WHAT YOU SHOULD DO:
Pull out every line below that contains the string "blue", and copy each of those lines in full. Case counts: a line matches only if its letters have the same capitals and lowercase as the string.

EXCERPTED RECORDS:

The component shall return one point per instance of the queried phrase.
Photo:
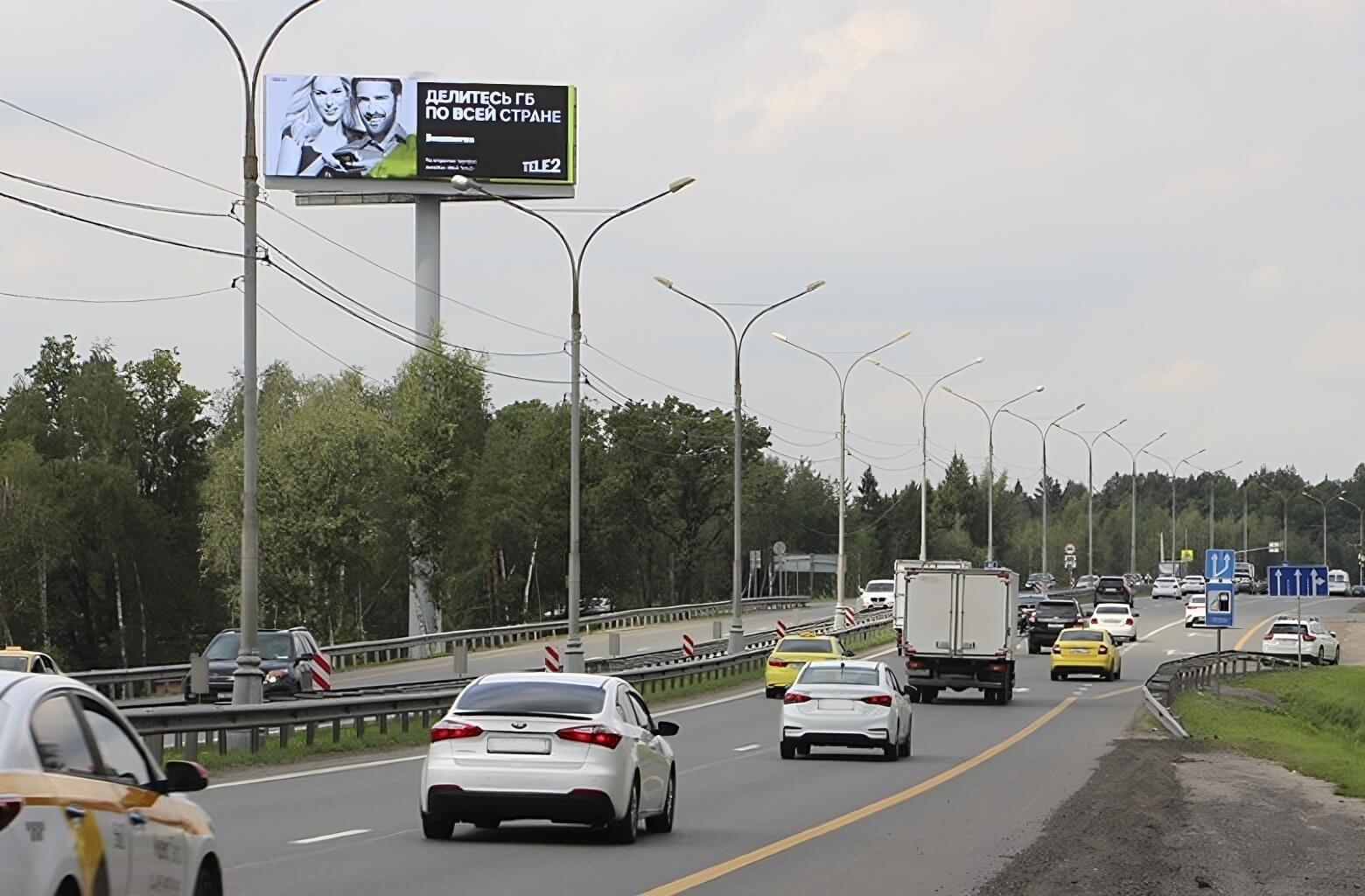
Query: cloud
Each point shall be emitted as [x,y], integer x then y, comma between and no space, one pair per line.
[844,52]
[1182,374]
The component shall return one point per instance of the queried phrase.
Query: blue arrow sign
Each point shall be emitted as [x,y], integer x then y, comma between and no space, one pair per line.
[1218,604]
[1219,564]
[1297,581]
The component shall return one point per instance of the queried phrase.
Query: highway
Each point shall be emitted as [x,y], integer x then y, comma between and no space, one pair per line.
[980,781]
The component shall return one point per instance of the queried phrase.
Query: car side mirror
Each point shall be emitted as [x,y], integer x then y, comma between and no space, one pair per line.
[183,777]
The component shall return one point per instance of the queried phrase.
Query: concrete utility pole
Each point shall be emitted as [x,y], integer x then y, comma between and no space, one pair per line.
[246,683]
[1089,497]
[736,642]
[573,640]
[844,380]
[990,462]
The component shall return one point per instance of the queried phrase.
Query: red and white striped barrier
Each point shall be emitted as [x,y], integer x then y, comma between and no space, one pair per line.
[321,672]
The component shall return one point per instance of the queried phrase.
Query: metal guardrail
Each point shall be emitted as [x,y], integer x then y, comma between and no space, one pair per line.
[1197,672]
[129,683]
[194,727]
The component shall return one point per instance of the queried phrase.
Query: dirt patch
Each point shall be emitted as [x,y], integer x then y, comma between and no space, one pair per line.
[1172,817]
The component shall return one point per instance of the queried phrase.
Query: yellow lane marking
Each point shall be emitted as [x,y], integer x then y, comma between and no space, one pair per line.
[1125,690]
[729,866]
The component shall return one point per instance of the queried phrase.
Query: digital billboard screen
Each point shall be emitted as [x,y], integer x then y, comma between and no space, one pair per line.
[402,129]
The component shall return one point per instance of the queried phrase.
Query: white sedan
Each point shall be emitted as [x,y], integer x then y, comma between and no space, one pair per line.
[846,704]
[1167,586]
[1119,620]
[568,749]
[83,806]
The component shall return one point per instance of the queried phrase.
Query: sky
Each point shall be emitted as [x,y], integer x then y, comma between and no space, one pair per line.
[1151,209]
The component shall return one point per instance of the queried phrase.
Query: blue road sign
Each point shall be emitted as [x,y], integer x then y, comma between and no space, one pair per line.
[1218,604]
[1297,581]
[1219,564]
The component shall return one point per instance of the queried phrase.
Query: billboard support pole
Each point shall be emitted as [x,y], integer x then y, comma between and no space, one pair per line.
[426,268]
[248,679]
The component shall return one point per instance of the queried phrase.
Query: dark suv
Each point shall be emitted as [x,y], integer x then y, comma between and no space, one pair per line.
[1051,618]
[1114,588]
[284,656]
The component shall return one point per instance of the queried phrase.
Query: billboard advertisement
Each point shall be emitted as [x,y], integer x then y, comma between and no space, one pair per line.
[336,129]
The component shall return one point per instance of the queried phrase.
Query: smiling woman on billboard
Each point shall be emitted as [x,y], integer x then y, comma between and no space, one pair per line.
[318,122]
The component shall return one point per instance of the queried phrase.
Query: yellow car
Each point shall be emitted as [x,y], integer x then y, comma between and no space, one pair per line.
[1085,652]
[19,660]
[792,653]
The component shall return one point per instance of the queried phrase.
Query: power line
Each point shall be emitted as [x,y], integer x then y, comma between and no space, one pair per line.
[80,301]
[145,206]
[121,230]
[117,149]
[404,339]
[404,277]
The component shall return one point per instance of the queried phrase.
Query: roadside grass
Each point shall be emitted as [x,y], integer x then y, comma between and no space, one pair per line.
[1315,727]
[374,740]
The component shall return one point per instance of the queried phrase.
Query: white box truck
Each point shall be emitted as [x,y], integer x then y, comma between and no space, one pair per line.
[955,626]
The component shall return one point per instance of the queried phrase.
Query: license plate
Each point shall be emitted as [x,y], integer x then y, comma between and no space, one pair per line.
[519,745]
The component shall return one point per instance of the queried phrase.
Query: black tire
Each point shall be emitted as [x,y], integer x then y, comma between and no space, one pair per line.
[663,821]
[437,827]
[626,828]
[207,883]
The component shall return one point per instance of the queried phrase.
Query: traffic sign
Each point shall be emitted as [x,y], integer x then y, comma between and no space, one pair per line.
[1219,564]
[1297,581]
[1218,604]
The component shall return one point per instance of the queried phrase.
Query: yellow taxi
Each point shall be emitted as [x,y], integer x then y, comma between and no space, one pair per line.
[18,660]
[85,810]
[794,652]
[1085,652]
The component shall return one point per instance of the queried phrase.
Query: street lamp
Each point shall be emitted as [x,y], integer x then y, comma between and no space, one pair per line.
[990,462]
[248,679]
[1360,545]
[1132,526]
[736,608]
[1284,497]
[573,642]
[1323,504]
[1042,435]
[1174,467]
[1089,500]
[1211,484]
[843,379]
[924,443]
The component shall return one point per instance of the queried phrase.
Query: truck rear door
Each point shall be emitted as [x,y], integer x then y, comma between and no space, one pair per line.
[984,612]
[930,611]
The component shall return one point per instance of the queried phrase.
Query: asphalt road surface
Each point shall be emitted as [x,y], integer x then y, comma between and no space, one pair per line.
[976,791]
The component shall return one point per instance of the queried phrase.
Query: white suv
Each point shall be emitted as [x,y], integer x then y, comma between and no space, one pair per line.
[878,594]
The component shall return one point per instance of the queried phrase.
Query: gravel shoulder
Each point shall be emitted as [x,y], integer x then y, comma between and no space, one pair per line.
[1163,817]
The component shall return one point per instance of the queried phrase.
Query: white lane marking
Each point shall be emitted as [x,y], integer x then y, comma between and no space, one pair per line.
[331,836]
[290,776]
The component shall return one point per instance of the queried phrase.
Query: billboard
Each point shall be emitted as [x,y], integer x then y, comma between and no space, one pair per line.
[360,133]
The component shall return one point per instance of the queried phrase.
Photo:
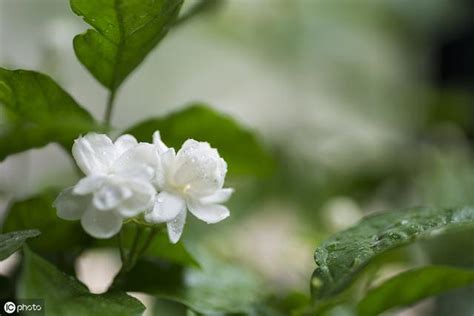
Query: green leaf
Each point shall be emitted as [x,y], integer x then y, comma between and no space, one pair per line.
[11,242]
[341,257]
[412,286]
[38,212]
[216,288]
[237,145]
[125,31]
[64,295]
[37,111]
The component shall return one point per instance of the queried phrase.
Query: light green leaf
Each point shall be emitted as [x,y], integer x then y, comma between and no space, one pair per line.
[64,295]
[237,145]
[341,257]
[412,286]
[125,31]
[38,212]
[36,111]
[217,287]
[11,242]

WRITTEN SOLUTION:
Query: blue arrow sign
Query: blue road sign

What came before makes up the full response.